Problem statement
According to the IMPI description, what kind of machine learning classifier determines whether proteins are mitochondrial?
**** Given passage ****
Integrated Mitochondrial Protein Index (IMPI)
Knowing the mitochondrial proteome is essential for studying mitochondrial function and disease. Clues to a protein's cellular localisation can be gathered from a range of sources such as the presence of a mitochondrial targeting sequence or its identification by mass spectrometry in a mitochondrial proteomics study. For a given gene, all or none of these evidence types may be present to some degree while other non-mitochondrial genes will have been identified erroneously in these datasets. Therefore, to make the best prediction for a given gene an integrative approach must be taken.
We develop the Integrated Mitochondrial Protein Index (IMPI), a collection of genes that encode proteins with strong evidence for cellular localisation within the mammalian mitochondrion. It is created and updated using multiple types of evidence, including novel data types not previously used in defining the mitochondrial proteome, such as presence in manually curated metabolic models, antibody data from the Human Protein Atlas, predictions from four mitochondrial targeting sequence programs, and extensive experimental data from over 52 GFP and mass spectrometry localisation studies. Evidence is shared between the orthologs of organisms by using the mapping of Ensembl’s COMPARA. A machine learning classifier (support vector machines) is used to determine if proteins are mitochondrial after training on collections of characterised mitochondrial and non-mitochondrial proteins to produce the IMPI dataset. We use the machine learning algorithm to select those proteins that have similar properties and evidence to already characterised mitochondrial proteins.
**** Provided information ****
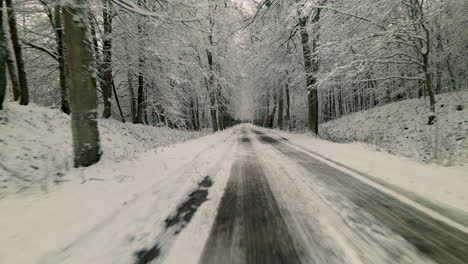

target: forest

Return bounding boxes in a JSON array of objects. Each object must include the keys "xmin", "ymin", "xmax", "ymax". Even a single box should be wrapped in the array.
[{"xmin": 0, "ymin": 0, "xmax": 468, "ymax": 166}]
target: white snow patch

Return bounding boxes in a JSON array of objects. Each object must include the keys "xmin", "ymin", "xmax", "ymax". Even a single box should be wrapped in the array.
[
  {"xmin": 0, "ymin": 102, "xmax": 233, "ymax": 264},
  {"xmin": 0, "ymin": 103, "xmax": 203, "ymax": 199},
  {"xmin": 264, "ymin": 129, "xmax": 468, "ymax": 220}
]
****
Task solution
Support vector machines.